> PROVIDED MATERIAL
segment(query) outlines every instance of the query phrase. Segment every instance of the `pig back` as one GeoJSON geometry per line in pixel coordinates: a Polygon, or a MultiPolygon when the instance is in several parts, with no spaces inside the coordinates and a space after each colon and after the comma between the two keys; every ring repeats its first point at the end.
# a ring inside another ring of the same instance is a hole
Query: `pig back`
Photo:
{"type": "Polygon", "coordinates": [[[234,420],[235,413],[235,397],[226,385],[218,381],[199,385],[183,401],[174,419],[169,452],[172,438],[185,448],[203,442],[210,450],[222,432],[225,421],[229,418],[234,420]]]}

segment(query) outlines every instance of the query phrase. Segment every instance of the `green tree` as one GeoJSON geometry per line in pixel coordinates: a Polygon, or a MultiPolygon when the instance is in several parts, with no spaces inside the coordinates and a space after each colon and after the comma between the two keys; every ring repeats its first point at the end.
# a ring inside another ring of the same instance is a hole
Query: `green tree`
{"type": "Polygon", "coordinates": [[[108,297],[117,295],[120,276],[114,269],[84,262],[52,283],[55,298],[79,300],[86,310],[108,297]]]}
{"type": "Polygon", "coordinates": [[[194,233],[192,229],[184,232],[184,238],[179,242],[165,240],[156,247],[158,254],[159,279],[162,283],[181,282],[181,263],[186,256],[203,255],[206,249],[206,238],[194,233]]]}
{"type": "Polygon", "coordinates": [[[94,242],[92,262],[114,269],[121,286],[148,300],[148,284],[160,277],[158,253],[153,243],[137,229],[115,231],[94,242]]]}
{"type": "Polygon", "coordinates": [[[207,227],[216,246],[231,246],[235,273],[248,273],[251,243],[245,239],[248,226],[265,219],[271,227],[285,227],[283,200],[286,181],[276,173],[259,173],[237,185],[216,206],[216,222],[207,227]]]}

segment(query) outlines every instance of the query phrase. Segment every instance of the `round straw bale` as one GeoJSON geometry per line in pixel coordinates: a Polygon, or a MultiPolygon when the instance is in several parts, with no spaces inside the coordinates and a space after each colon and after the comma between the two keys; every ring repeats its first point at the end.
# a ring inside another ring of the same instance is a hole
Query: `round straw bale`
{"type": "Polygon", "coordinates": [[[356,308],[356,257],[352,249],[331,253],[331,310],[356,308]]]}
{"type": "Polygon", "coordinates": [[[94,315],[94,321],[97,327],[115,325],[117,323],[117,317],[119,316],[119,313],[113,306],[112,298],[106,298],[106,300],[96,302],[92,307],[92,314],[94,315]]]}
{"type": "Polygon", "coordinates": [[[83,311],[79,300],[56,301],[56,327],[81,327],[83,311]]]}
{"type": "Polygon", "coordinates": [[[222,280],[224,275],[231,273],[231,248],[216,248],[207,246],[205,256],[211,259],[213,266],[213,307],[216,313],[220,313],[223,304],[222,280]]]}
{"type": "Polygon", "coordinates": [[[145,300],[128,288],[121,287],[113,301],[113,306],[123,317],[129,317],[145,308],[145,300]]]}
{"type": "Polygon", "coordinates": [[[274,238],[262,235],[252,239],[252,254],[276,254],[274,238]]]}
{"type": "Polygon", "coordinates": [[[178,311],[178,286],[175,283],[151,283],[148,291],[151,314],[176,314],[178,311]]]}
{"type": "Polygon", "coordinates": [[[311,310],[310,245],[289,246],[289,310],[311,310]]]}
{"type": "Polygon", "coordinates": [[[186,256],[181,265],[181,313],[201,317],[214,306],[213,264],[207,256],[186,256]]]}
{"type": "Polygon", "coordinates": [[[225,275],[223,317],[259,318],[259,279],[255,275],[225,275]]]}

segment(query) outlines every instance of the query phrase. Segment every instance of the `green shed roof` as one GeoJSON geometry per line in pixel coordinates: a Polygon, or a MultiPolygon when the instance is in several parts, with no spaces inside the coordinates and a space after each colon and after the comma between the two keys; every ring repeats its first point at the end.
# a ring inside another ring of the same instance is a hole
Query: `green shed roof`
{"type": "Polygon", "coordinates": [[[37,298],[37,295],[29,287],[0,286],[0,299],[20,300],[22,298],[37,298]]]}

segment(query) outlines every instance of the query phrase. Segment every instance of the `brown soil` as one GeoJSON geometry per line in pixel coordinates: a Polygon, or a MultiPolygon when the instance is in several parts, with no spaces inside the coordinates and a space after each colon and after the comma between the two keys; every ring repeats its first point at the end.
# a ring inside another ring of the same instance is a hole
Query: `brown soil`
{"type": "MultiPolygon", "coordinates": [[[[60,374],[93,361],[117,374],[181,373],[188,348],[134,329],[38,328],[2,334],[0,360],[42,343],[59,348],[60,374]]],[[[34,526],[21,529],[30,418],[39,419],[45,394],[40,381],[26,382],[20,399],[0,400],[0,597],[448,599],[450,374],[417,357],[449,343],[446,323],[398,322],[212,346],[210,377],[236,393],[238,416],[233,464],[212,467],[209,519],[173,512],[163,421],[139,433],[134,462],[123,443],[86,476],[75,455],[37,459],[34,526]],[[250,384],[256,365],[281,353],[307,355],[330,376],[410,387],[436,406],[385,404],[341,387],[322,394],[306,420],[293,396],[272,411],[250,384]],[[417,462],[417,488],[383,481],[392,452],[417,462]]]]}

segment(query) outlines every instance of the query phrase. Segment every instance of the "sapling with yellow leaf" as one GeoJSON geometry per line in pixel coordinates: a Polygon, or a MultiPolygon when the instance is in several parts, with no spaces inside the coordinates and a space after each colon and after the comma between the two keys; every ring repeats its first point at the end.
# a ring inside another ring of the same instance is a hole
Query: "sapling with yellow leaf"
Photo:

> WHAT YOU SHOULD DO
Would you return the entries exactly as they stand?

> EXERCISE ANSWER
segment(query) outlines every instance of the query phrase. Segment every instance of the `pig back` as one GeoJSON geometry per line in pixel coordinates: a Polygon, or a MultiPolygon when the instance is in several parts, with no spaces inside the coordinates and a space after each colon and after the comma between the two keys; every ring repeats its first point at the end.
# a ring inside another ring of the same instance is a hole
Query: `pig back`
Photo:
{"type": "Polygon", "coordinates": [[[234,420],[235,413],[235,397],[226,385],[218,381],[199,385],[183,401],[174,419],[169,452],[172,438],[185,448],[203,442],[210,450],[222,432],[225,421],[229,418],[234,420]]]}

segment(query) outlines every instance of the query phrase. Segment every instance of the `green tree` as one GeoJSON geometry per line in pixel coordinates: a Polygon, or a MultiPolygon when the instance is in several parts, with no spaces inside the coordinates and a space after each colon and after the comma between the two keys; every ring repeats its first point at the end.
# a ring inside another ring of the same instance is a hole
Query: `green tree`
{"type": "Polygon", "coordinates": [[[108,297],[117,295],[120,276],[114,269],[84,262],[52,283],[55,298],[79,300],[86,310],[108,297]]]}
{"type": "Polygon", "coordinates": [[[194,233],[192,229],[184,232],[184,238],[179,242],[165,240],[156,247],[158,254],[159,279],[162,283],[181,282],[181,263],[186,256],[203,255],[206,249],[206,238],[194,233]]]}
{"type": "Polygon", "coordinates": [[[94,242],[92,262],[114,269],[121,286],[148,300],[148,284],[160,277],[158,253],[153,243],[137,229],[115,231],[94,242]]]}
{"type": "Polygon", "coordinates": [[[207,227],[216,246],[231,246],[235,273],[248,273],[251,243],[245,239],[248,226],[265,219],[271,227],[285,227],[283,200],[286,181],[276,173],[259,173],[237,185],[216,206],[216,222],[207,227]]]}

segment(query) outlines every instance of the query phrase. Segment every instance of the `round straw bale` as one GeoJSON geometry per line in pixel coordinates: a Polygon, or a MultiPolygon when the instance is in several parts, with no spaces inside the coordinates and a space after each colon and after the comma between the two keys; every ring repeats its first point at the end.
# a ring inside another ring of the same instance is a hole
Query: `round straw bale`
{"type": "Polygon", "coordinates": [[[356,308],[356,257],[352,249],[331,253],[331,310],[356,308]]]}
{"type": "Polygon", "coordinates": [[[94,315],[94,321],[97,327],[115,325],[117,323],[117,317],[119,316],[119,313],[113,306],[112,298],[106,298],[106,300],[96,302],[92,307],[92,314],[94,315]]]}
{"type": "Polygon", "coordinates": [[[83,311],[79,300],[56,301],[56,327],[81,327],[83,311]]]}
{"type": "Polygon", "coordinates": [[[222,280],[224,275],[231,273],[231,248],[216,248],[207,246],[205,256],[211,259],[213,266],[213,307],[216,313],[220,313],[223,304],[222,280]]]}
{"type": "Polygon", "coordinates": [[[145,300],[128,288],[121,287],[113,301],[113,306],[123,317],[129,317],[145,308],[145,300]]]}
{"type": "Polygon", "coordinates": [[[274,238],[262,235],[252,239],[252,254],[276,254],[274,238]]]}
{"type": "Polygon", "coordinates": [[[178,311],[178,286],[175,283],[151,283],[148,291],[151,314],[176,314],[178,311]]]}
{"type": "Polygon", "coordinates": [[[311,310],[310,245],[289,246],[289,310],[311,310]]]}
{"type": "Polygon", "coordinates": [[[186,256],[181,265],[181,313],[201,317],[214,306],[213,264],[207,256],[186,256]]]}
{"type": "Polygon", "coordinates": [[[225,275],[223,317],[259,318],[259,279],[255,275],[225,275]]]}

segment(query) outlines every instance of the query phrase. Segment every instance of the `green shed roof` as one GeoJSON geometry per line in pixel coordinates: a Polygon, or a MultiPolygon when the instance is in several parts, with no spaces inside the coordinates and a space after each colon and after the comma between the two keys; every ring repeats its first point at the end.
# a ring inside another ring of the same instance is a hole
Query: `green shed roof`
{"type": "Polygon", "coordinates": [[[37,298],[37,295],[29,287],[0,286],[0,299],[20,300],[22,298],[37,298]]]}

segment(query) outlines every instance of the query phrase. Segment every instance of the `brown soil` as one GeoJSON geometry per line in pixel coordinates: a Polygon, or a MultiPolygon when the instance is in several parts, with no spaces inside the coordinates and a space after each colon and after the comma between the two keys; every ring repeats its first point at the end.
# a ring inside another ring of the same instance is a hole
Query: `brown soil`
{"type": "MultiPolygon", "coordinates": [[[[60,374],[93,361],[117,374],[181,373],[188,348],[134,329],[38,328],[2,334],[0,360],[42,343],[59,348],[60,374]]],[[[34,526],[21,529],[30,418],[39,419],[45,394],[40,381],[26,382],[20,399],[0,400],[0,597],[448,599],[450,374],[417,357],[449,343],[446,323],[398,322],[212,346],[210,377],[236,393],[238,416],[233,464],[212,467],[209,519],[173,512],[163,421],[139,433],[134,462],[123,443],[86,476],[75,455],[37,459],[34,526]],[[250,384],[256,365],[281,353],[307,355],[330,376],[410,387],[436,406],[385,404],[341,387],[322,394],[306,420],[293,396],[272,411],[250,384]],[[417,462],[417,488],[383,481],[392,452],[417,462]]]]}

segment(query) outlines every instance of the query phrase. Segment every instance of the "sapling with yellow leaf" as one GeoJSON geometry per line in pixel coordinates: a Polygon, or a MultiPolygon when the instance is in several parts, with no spaces inside the coordinates and a space after each colon and after the comma between the two keys; every ring repeats its first point at the end.
# a ring inside another ring of the same instance is a hole
Query: "sapling with yellow leaf"
Photo:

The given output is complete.